Dataset rows on where objects appear
⁂

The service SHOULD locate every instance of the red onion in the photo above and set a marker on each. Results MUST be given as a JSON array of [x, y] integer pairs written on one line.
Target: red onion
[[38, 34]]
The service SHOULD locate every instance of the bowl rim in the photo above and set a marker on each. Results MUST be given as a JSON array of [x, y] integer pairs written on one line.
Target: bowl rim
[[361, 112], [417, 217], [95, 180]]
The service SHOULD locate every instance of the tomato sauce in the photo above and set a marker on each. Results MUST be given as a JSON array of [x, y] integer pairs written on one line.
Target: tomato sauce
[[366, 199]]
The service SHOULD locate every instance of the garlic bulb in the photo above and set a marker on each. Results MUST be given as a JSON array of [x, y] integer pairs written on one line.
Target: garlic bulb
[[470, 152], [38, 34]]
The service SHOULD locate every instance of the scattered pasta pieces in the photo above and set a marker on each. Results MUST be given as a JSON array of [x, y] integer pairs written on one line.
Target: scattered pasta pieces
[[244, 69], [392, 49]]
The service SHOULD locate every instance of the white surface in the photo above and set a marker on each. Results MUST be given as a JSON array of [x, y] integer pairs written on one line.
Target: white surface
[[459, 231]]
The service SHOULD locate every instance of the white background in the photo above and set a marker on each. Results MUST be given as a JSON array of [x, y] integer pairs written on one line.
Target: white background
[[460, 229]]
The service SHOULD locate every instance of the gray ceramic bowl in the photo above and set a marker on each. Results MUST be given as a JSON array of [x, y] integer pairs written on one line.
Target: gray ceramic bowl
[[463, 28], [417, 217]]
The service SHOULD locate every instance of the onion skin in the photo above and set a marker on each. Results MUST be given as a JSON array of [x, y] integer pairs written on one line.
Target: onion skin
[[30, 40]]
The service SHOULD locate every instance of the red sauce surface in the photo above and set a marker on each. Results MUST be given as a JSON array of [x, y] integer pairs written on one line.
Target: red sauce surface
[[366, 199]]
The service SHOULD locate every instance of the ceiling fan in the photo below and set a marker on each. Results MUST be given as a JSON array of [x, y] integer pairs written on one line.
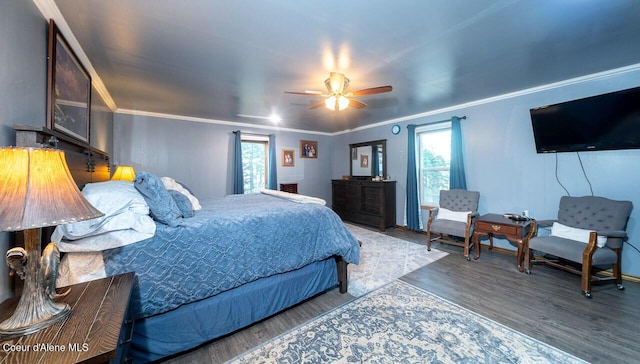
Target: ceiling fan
[[339, 98]]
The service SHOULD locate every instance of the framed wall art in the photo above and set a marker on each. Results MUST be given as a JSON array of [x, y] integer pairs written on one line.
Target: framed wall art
[[308, 149], [288, 158], [68, 89]]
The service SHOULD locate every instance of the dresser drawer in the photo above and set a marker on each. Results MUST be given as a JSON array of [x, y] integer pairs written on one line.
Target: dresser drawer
[[496, 228]]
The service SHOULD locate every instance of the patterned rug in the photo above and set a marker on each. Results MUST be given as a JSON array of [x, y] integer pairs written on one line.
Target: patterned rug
[[384, 258], [400, 323]]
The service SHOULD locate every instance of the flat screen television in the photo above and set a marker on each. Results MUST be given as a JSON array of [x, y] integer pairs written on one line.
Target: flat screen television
[[603, 122]]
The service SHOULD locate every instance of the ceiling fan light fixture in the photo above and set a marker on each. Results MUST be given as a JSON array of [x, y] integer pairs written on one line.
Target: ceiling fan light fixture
[[337, 103], [336, 83]]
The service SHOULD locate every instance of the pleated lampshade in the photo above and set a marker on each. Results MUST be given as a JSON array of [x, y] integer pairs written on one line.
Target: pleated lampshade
[[37, 190]]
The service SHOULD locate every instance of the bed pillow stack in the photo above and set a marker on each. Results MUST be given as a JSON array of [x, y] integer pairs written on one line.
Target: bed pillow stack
[[171, 185], [126, 219]]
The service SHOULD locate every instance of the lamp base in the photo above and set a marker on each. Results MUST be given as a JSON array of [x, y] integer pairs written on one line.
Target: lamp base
[[36, 310], [11, 327]]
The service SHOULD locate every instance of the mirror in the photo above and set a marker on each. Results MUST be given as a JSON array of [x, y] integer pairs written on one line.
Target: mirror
[[368, 159]]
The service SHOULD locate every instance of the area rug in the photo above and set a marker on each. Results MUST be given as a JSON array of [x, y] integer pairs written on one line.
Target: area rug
[[400, 323], [384, 258]]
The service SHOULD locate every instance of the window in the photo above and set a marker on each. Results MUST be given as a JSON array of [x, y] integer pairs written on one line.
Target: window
[[255, 162], [434, 156]]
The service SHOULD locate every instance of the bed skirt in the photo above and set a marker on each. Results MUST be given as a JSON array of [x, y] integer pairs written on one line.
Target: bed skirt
[[196, 323]]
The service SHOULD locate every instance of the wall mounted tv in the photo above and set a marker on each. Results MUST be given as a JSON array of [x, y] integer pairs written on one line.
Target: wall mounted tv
[[603, 122]]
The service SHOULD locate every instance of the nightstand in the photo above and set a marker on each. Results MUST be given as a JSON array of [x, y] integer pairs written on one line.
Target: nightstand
[[98, 329]]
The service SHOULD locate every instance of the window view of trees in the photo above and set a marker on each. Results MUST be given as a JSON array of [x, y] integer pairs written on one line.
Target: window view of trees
[[254, 165], [435, 156]]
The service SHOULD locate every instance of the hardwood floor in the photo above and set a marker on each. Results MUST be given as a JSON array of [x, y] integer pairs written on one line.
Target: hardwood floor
[[546, 305]]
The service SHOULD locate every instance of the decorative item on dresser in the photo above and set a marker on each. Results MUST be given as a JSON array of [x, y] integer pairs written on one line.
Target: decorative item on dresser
[[366, 202], [37, 190]]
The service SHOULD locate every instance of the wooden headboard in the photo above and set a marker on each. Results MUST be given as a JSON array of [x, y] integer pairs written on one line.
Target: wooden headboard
[[86, 163]]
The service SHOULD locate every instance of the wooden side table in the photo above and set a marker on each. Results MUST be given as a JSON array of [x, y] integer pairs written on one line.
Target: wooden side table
[[517, 232], [97, 330]]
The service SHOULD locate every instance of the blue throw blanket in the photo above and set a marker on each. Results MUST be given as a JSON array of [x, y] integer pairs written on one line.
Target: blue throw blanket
[[230, 242]]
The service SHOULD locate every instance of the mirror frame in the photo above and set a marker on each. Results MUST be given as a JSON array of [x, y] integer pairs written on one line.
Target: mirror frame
[[365, 144]]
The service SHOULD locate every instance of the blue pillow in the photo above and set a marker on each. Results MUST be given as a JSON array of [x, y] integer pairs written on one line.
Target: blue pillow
[[183, 203], [161, 205]]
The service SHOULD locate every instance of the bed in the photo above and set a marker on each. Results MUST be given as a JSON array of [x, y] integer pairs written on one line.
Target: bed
[[237, 260]]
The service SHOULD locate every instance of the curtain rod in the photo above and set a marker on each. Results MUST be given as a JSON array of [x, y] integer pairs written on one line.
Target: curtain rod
[[464, 117], [250, 133]]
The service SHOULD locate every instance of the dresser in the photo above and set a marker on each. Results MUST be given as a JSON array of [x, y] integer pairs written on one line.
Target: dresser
[[365, 202]]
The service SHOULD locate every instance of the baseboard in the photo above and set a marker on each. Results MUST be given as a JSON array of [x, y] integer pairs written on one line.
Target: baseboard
[[609, 273]]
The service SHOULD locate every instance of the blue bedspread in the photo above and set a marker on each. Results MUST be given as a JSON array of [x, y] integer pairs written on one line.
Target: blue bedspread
[[231, 241]]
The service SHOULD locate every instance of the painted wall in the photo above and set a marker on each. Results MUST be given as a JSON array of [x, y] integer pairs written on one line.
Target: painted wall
[[23, 80], [200, 154], [502, 163], [23, 90]]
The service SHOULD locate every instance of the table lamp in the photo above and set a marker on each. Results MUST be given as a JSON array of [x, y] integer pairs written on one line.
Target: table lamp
[[37, 190], [124, 173]]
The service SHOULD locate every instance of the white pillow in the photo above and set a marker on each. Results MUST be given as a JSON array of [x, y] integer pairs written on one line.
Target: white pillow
[[445, 214], [123, 207], [171, 184], [105, 241], [581, 235]]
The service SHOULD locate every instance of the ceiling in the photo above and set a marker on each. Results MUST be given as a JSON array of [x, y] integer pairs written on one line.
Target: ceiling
[[231, 61]]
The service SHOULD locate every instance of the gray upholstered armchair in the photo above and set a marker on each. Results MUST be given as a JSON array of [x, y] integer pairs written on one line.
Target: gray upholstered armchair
[[589, 231], [453, 217]]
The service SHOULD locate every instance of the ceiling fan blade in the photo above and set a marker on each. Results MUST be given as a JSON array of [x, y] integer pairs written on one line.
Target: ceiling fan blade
[[306, 93], [315, 106], [372, 91], [357, 104]]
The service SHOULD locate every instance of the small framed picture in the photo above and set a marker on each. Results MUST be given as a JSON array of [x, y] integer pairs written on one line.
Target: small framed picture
[[308, 149], [68, 89], [288, 158], [364, 161]]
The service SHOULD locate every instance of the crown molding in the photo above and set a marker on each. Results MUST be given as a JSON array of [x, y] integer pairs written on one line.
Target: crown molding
[[214, 121]]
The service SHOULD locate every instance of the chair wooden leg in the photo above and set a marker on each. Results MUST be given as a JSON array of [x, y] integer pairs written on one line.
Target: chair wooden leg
[[617, 270], [585, 284]]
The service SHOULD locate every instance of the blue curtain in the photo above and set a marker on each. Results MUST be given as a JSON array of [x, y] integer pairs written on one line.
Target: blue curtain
[[413, 200], [273, 164], [456, 173], [238, 177], [375, 161]]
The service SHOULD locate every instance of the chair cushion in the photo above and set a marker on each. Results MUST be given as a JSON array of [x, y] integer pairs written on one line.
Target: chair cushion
[[581, 235], [595, 213], [446, 214], [571, 249], [459, 200]]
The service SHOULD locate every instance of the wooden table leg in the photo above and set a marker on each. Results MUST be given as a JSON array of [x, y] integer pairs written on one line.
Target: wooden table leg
[[519, 255], [476, 244], [466, 245]]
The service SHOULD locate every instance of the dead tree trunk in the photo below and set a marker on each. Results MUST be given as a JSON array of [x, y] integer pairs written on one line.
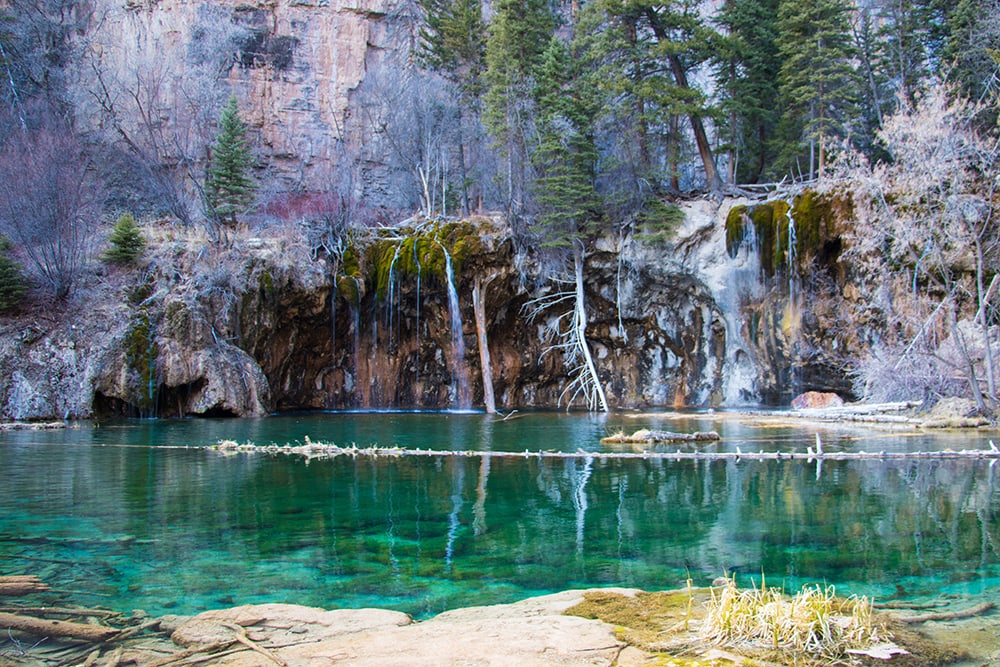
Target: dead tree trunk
[[479, 310]]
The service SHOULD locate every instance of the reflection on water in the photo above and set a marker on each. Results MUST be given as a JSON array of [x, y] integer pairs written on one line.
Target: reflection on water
[[178, 530]]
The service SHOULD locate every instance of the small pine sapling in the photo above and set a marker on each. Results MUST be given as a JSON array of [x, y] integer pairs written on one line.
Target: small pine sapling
[[13, 285], [127, 242]]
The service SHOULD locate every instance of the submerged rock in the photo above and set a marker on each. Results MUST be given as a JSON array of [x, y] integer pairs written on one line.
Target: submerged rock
[[817, 400]]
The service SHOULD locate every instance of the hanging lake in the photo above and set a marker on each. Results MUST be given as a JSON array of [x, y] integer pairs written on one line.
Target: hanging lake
[[140, 514]]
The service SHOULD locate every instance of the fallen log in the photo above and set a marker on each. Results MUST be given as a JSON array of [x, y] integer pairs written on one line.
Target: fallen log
[[49, 628], [969, 612], [21, 584], [60, 611], [325, 451], [645, 436]]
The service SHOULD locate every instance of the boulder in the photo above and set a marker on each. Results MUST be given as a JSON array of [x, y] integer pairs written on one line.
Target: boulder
[[811, 400]]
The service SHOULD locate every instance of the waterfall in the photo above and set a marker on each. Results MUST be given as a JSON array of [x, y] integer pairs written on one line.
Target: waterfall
[[416, 364], [390, 294], [734, 281], [461, 396]]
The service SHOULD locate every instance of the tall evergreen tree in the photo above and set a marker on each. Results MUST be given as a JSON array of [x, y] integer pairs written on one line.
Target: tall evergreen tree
[[910, 42], [229, 187], [568, 206], [518, 34], [649, 51], [748, 74], [453, 42], [817, 81], [973, 32]]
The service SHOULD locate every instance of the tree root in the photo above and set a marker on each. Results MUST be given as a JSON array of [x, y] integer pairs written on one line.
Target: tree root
[[969, 612]]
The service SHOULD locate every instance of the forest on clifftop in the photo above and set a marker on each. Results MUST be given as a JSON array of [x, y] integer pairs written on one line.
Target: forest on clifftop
[[574, 120]]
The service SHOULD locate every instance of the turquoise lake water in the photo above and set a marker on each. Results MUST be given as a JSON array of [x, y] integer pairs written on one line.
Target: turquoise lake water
[[139, 515]]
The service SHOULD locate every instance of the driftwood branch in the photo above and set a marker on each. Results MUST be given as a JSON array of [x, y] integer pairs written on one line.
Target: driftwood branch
[[321, 450], [241, 637], [652, 437], [194, 650], [16, 585], [50, 628], [969, 612]]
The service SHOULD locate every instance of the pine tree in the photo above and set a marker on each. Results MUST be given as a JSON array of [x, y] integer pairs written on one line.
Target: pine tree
[[453, 42], [972, 32], [565, 156], [748, 75], [650, 51], [229, 187], [518, 34], [816, 82], [127, 242], [12, 282]]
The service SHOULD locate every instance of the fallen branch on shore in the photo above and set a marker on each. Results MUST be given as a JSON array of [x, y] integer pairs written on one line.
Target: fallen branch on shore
[[645, 436], [51, 628], [322, 450], [969, 612]]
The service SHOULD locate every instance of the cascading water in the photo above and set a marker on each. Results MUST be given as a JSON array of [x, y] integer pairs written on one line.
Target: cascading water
[[461, 395], [416, 365], [735, 281], [579, 478]]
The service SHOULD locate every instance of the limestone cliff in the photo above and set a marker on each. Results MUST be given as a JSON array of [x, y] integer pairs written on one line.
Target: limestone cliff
[[268, 325], [156, 71]]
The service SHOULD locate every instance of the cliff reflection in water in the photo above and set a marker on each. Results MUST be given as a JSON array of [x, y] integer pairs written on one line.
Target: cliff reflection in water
[[180, 530]]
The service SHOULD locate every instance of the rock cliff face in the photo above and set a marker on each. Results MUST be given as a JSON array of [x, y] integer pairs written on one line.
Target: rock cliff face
[[165, 66], [265, 326]]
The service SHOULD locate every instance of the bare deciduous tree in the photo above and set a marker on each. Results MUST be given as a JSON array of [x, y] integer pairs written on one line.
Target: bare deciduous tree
[[163, 117], [50, 201], [929, 214]]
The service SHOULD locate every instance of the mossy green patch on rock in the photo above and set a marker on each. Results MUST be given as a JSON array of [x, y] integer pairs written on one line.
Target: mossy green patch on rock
[[421, 252], [642, 620], [815, 218], [141, 353]]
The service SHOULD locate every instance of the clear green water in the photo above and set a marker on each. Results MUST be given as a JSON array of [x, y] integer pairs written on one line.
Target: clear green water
[[136, 515]]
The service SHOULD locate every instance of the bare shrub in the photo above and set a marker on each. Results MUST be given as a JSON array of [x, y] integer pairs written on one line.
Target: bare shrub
[[50, 201]]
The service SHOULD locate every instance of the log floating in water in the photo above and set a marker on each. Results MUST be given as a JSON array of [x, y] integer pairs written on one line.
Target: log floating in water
[[969, 612], [49, 628], [16, 585], [319, 450], [646, 436]]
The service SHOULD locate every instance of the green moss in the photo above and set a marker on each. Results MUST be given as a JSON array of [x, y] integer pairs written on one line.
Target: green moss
[[266, 282], [421, 252], [141, 353], [735, 229], [658, 221]]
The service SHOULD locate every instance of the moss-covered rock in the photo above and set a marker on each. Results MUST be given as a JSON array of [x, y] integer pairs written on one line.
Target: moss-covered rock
[[803, 233], [141, 353]]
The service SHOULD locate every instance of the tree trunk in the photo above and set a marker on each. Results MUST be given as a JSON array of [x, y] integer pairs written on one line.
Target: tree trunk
[[479, 310], [712, 180], [580, 320], [983, 297]]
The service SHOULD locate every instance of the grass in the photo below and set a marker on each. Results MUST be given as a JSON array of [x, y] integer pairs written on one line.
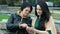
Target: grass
[[3, 16]]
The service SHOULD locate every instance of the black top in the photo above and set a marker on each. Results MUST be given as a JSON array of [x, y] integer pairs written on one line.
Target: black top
[[13, 24]]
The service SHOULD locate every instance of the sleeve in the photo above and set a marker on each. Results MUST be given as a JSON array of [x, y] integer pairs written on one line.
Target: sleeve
[[10, 24], [30, 22]]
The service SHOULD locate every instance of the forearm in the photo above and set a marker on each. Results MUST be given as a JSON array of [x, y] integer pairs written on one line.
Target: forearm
[[40, 32]]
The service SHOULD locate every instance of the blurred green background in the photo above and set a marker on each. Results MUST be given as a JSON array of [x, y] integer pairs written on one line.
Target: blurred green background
[[8, 7]]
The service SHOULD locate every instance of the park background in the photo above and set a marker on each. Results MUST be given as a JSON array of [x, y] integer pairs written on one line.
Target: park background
[[8, 7]]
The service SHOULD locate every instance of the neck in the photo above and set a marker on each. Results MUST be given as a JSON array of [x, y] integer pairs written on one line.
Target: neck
[[39, 16], [21, 14]]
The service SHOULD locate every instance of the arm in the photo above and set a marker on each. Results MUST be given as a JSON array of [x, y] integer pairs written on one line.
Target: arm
[[51, 26], [10, 24]]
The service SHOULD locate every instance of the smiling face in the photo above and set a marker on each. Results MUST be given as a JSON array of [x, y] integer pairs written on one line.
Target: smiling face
[[26, 11], [39, 10]]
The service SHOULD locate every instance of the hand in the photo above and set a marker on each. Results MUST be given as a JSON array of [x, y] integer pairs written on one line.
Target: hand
[[30, 30], [24, 25]]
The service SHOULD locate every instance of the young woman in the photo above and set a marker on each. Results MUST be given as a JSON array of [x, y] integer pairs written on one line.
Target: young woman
[[18, 22], [43, 22]]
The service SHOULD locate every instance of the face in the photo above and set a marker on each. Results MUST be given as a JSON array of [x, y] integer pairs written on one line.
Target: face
[[39, 11], [26, 11]]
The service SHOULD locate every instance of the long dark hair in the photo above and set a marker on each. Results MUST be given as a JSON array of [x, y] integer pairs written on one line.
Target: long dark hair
[[26, 4], [45, 14]]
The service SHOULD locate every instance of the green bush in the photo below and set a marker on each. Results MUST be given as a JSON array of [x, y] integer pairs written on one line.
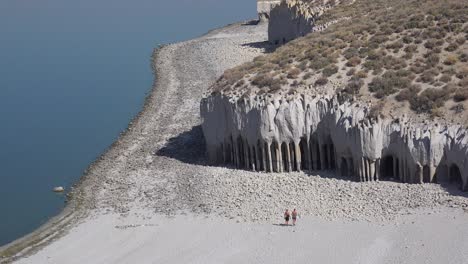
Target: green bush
[[408, 93], [353, 62], [330, 70], [429, 100], [321, 81], [388, 84]]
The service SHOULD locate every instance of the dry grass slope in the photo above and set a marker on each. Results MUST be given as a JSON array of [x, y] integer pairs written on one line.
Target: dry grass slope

⁂

* **Requirement**
Render the data above as a JSON list of strings, one string per line with blank lines left out, covering the part that opens with the first line of the data and closes with the line containing "[[361, 112], [417, 217], [95, 180]]".

* **Expected answer**
[
  "The service SHOULD locate every instance of the red onion in the photo above and set a marker on each. Results MUST be given as a JSON array of [x, y] integer pairs written on one line.",
  "Target: red onion",
  "[[38, 34]]",
  "The service SHOULD locate every instance of the bowl rim in the photo above and set a marker on each. Results MUST be given as a JSON array of [x, y] integer pairs written on one line.",
  "Target: bowl rim",
  "[[361, 112], [417, 217], [95, 180]]"
]